- _DOCUMENT PASSAGE_
####################

In a sign of just how bleak state fiscal prospects have become, some analysts consider K-12 education a winner in the state budget game despite the fact that fourteen states have already cut spending in the sector this year.
"A winner, on a relative scale, has got to be K-12 education," said Scott Pattison, executive director of the National Association of State Budget Officers.
Pattison spoke Wednesday (02/05) at the Outlook in the States 2003 conference hosted by Governing magazine. He said education is a winner, because even though it has been cut by more than a dozen states, it has fared better than most other state programs.
K-12 education funding is considered by many the sacred cow of state politics.
"Education is something that states do their very best to protect in an economic downturn," said Corina Eckl, fiscal affairs director at the National Conference of State Legislatures, a nonpartisan association for state lawmakers. "In view of the popular and political support that K-12 education enjoys, the fact that states are even cutting it is an indicator of the severity of these fiscal problems."
The K-12 component of education funding accounts for more than one third of total state spending, meaning lawmakers looking for savings during an economic downturn must turn their eyes to it eventually.
"With the budget gaps we're experiencing, invariably you have to go to K-12 or you're hitting every other portion of your budget with disproportionately large cuts," said Eckl.
NCSL reported Wednesday that the states cutting K-12 education in fiscal year 2003, which ends June 30 for most states, include: Arizona, California, Colorado, Connecticut, Hawaii, Indiana, Maryland, Montana (proposed), Nebraska, North Carolina, Ohio, Oregon, Utah and Virginia.
Though deficit figures differ greatly from state to state, the aggregate of all state budget deficits is roughly $26 billion in fiscal year 2003 and is expected to be more than $68.5 billion in fiscal year 2004, according to NCSL.
In this environment, nothing is sacrosanct. As a result, sorting out winners from losers is an exercise in relativity, where everyone loses in absolute terms, but some programs fare better than others upon comparison.

####################

(Source records)
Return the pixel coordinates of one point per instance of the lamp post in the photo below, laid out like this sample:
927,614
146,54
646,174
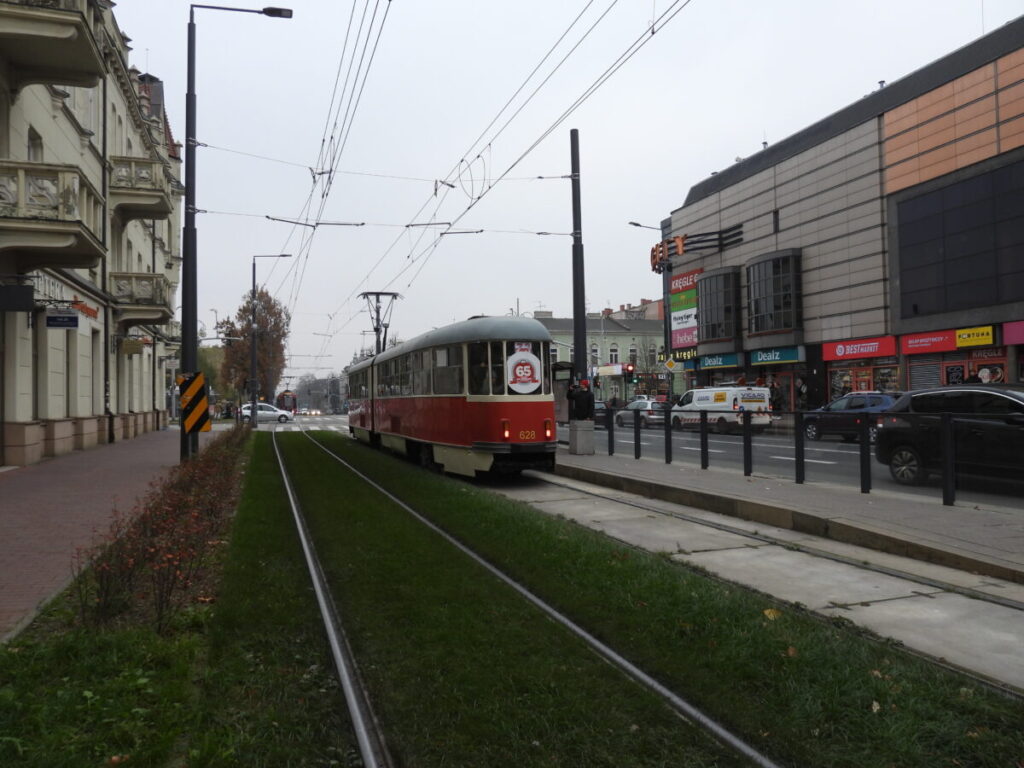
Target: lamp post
253,410
189,311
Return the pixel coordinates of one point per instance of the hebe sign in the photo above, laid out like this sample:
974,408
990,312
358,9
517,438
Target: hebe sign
879,346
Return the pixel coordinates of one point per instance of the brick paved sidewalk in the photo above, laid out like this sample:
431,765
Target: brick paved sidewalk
49,510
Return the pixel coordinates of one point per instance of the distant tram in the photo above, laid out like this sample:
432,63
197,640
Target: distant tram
474,396
288,400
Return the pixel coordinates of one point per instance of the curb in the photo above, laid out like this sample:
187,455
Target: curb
803,522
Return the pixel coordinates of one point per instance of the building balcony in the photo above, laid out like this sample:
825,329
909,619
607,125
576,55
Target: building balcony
139,188
140,298
50,41
50,216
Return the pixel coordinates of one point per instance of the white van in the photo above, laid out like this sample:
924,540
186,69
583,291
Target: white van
725,407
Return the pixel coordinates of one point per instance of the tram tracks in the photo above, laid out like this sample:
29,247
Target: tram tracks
370,736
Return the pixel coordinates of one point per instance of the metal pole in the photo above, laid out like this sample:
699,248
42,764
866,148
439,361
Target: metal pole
253,411
189,335
579,296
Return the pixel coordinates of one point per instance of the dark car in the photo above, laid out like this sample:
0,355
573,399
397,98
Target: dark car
988,431
845,415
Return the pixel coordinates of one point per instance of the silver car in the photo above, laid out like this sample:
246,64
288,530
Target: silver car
648,413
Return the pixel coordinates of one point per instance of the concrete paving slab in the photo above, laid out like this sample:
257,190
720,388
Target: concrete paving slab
800,578
946,626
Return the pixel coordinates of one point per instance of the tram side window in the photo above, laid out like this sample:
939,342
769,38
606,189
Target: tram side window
497,368
478,383
448,370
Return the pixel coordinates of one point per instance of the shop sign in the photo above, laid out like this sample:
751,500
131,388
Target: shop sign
734,359
935,341
777,355
879,346
975,337
1013,333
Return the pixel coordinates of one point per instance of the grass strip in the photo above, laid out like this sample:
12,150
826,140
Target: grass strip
463,671
807,691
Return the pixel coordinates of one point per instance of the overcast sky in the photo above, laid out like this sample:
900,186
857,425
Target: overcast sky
718,78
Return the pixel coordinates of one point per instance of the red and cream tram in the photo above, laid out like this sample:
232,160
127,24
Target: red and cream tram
473,396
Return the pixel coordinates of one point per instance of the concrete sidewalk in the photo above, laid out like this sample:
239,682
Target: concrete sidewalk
51,509
985,540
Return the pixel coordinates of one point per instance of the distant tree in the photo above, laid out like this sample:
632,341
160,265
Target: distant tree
272,322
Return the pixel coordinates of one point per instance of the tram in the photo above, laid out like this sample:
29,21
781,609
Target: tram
473,396
288,400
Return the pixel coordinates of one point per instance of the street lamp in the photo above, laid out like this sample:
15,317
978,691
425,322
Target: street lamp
253,411
189,303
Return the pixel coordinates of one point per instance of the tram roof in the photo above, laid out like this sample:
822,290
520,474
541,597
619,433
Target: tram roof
481,328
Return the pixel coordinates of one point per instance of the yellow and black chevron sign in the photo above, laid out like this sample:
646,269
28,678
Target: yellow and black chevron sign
195,409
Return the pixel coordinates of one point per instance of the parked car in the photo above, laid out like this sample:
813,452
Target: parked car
725,407
266,412
648,413
845,415
988,431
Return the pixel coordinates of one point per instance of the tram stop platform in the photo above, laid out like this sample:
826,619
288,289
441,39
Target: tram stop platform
985,540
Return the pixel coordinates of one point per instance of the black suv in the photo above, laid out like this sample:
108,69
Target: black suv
988,431
845,415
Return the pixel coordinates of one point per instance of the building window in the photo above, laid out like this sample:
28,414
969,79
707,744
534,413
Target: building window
35,146
773,293
718,299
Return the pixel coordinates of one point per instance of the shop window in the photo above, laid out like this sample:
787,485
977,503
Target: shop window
773,293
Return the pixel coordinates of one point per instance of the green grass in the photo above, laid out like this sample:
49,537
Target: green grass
804,690
246,681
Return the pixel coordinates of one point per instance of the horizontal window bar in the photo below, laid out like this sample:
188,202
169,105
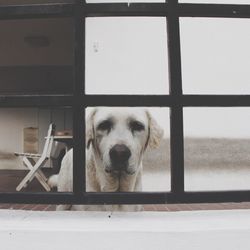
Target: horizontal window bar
126,198
36,10
214,10
215,100
125,9
126,100
165,100
35,100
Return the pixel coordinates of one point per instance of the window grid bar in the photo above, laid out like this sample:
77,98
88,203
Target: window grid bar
128,100
176,100
126,198
176,113
124,9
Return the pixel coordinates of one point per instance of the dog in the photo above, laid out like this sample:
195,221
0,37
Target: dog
116,139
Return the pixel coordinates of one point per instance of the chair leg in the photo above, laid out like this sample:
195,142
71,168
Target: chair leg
34,172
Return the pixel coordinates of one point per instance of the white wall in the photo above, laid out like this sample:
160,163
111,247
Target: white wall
195,230
12,122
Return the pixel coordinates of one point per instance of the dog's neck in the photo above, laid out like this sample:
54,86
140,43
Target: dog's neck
100,181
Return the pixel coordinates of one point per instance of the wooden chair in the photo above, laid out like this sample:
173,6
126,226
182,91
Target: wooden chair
34,162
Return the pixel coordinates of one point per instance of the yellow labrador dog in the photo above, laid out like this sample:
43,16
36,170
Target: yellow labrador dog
116,139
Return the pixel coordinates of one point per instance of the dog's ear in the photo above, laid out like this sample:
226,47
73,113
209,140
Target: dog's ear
155,132
90,128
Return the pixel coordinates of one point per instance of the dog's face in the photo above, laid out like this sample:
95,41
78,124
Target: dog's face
119,137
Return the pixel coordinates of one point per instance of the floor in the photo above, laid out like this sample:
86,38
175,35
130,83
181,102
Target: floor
9,179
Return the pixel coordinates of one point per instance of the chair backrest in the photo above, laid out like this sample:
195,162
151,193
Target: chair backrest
49,141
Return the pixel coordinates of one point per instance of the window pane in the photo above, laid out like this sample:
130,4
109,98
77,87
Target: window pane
126,56
217,148
137,132
10,2
24,130
215,55
36,56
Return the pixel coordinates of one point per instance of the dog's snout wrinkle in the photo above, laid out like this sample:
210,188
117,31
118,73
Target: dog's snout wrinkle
119,154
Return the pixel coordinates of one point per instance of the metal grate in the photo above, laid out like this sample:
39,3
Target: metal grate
172,10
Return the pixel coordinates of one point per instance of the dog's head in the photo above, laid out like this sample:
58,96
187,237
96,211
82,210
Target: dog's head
120,136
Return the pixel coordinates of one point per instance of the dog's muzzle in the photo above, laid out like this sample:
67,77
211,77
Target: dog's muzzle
119,155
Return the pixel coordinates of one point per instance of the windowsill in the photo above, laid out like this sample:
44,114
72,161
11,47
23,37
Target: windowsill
145,230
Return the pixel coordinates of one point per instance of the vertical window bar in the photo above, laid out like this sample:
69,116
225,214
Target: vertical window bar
79,112
176,111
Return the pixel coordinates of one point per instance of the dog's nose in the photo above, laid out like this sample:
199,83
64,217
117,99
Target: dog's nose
119,154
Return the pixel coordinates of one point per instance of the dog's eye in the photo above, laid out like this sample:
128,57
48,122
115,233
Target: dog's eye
105,125
136,126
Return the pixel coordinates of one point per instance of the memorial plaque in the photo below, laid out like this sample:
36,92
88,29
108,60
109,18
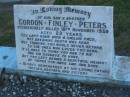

####################

- _TASKS TO CARRY OUT_
• a. According to the article on state K-12 budget cuts, what share of total state spending does the K-12 component of education funding account for?
• b. Reproduce the part of the article on state K-12 budget cuts that opens with the words containing "NCSL reported Wednesday" and closes with "others upon comparison.".
• c. Write the next part of the article on state K-12 budget cuts, picking up after its last sentence.

- _EXPECTED OUTPUTS_
• a. More than one third of total state spending.

• b.
NCSL reported Wednesday that the states cutting K-12 education in fiscal year 2003, which ends June 30 for most states, include: Arizona, California, Colorado, Connecticut, Hawaii, Indiana, Maryland, Montana (proposed), Nebraska, North Carolina, Ohio, Oregon, Utah and Virginia.
Though deficit figures differ greatly from state to state, the aggregate of all state budget deficits is roughly $26 billion in fiscal year 2003 and is expected to be more than $68.5 billion in fiscal year 2004, according to NCSL.
In this environment, nothing is sacrosanct. As a result, sorting out winners from losers is an exercise in relativity, where everyone loses in absolute terms, but some programs fare better than others upon comparison.

• c.
"We're looking at a four-year cumulative budget gap in the states of something in excess of $180 billion, rapidly growing to $200 billion. That's where the discussion about winners and losers starts, because virtually every state program is a loser. So the question becomes, the relative winners and losers in this fiscal environment," said Eckl.
The protection enjoyed by K-12 education does not extend to state funding of colleges and universities, which comprises almost 13 percent of state spending. Twenty-six states cut higher education funding in fiscal year 2002 and 20 states cut it in fiscal year 2003. And these cuts went much deeper than state slices into K-12.
Higher education is a ripe target for state budget scalpels because universities can simply turn around and pass the cuts on to students and their parents in the form of higher tuition and fees, meaning the quality of education may stay consistent, even though the distribution of its costs does not. It's often viewed as more of the painless cuts.
One area where budget cuts are not at all painless is Medicaid, a joint state and federal program that provides health coverage to the poor. People who lose Medicaid coverage often have nowhere else to turn.
Sixteen states made cuts to Medicaid in fiscal year 2003, according to NCSL.
Ray Scheppach, executive director of the National Governors Association, said Wednesday that these and other expected state Medicaid cuts could force 1 million women and children off the rolls.
Medicaid is a particularly vexing problem for state governments, who have watched the program's costs skyrocket in recent years. During the 1990's, states loosened enrollment requirements to enable them to cover more and more people who would otherwise not have health insurance. But now, with medical costs exploding nationally, many states are finding that they can no longer afford the program as currently constituted.
Robert Bittenbender, former budget director for the state of Pennsylvania, likens the Medicaid program to PacMan, a popular 1980's arcade game: "It will eat you alive. And you can't get away from it."
Smokers also seem to be big losers in the state budget crisis. Twenty-one states raided tobacco settlement funds this year, reports NCSL. In many cases, these funds had been targeted for smoking prevention programs. Smokers in many states are also paying higher taxes to keep their habits going. States raised cigarette taxes last year to the tune of roughly $3 billion, according to NCSL.
"I think it's safe to say that if you're a smoker, you might consider yourself a loser in this environment, because you're paying heftier cigarette taxes," said Eckl.
With all these spending cuts and tax increases, one might hope that states would be close to having their budget woes licked. But what we've seen so far may only be the beginning of a very rough period for state governments.
"With the magnitude of the problems as they are and as they are forecast for the coming year, we still have a lot of spending reductions in front of us," said Eckl.